### Excerpted passage
──────────────────────────────

While Bruce obviously holds little respect for the women around him and leaves little space for their infringement into his personal sphere (apart from the idealised Carole of course), the female cast does well with their time on screen. Most notably Bunty Blades (Shirley Henderson) whose long-lashed wide-eyed infatuation of D.S. Robertson coupled with incredibly bouffant hair and a penchant for leopard print, steals every scene. The one non-sexual relationship between Bruce and a female character is unfortunately where I feel the film falls flat. One of the less successful scenes regarding the destabilisation of gender roles is in Bruce’s confrontation with colleague Amanda Drummond (Imogen Poots). The relationship between Drummond and Bruce in the novel is consistently high-strung; Drummond proves to be the level-headed politically correct antithesis to Bruce’s increasingly abhorrent behaviour. The confrontation between Drummond and Robertson in the film is a tumultuous and draining emotional ride and has moments of pure pathos. The script, however, lets down the animosity of the scene and the majority of Poots’ performance becomes likened to playground jibes and goading insinuations, though this is through no fault of the cast; Baird simply stays true to Welsh’s text.

──────────────────────────────

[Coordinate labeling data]
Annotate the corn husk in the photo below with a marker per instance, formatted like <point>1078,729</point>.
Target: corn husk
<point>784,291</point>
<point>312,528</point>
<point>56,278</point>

──────────────────────────────

### Tasks
A. In the review, who plays Bunty Blades?
B. Please sum up the review in two sentences.
The lines of coordinate labeling data aren't needed for either task.

### Task-by-task answers
A. Shirley Henderson

B. Although Bruce has little respect for the women around him, the female cast does well on screen, and Shirley Henderson's Bunty Blades steals every scene. The film falls flat in Bruce's one non-sexual relationship with a woman, his confrontation with Amanda Drummond (Imogen Poots), where the script reduces much of the animosity to playground jibes, through no fault of the cast, since Baird stays true to Welsh's text.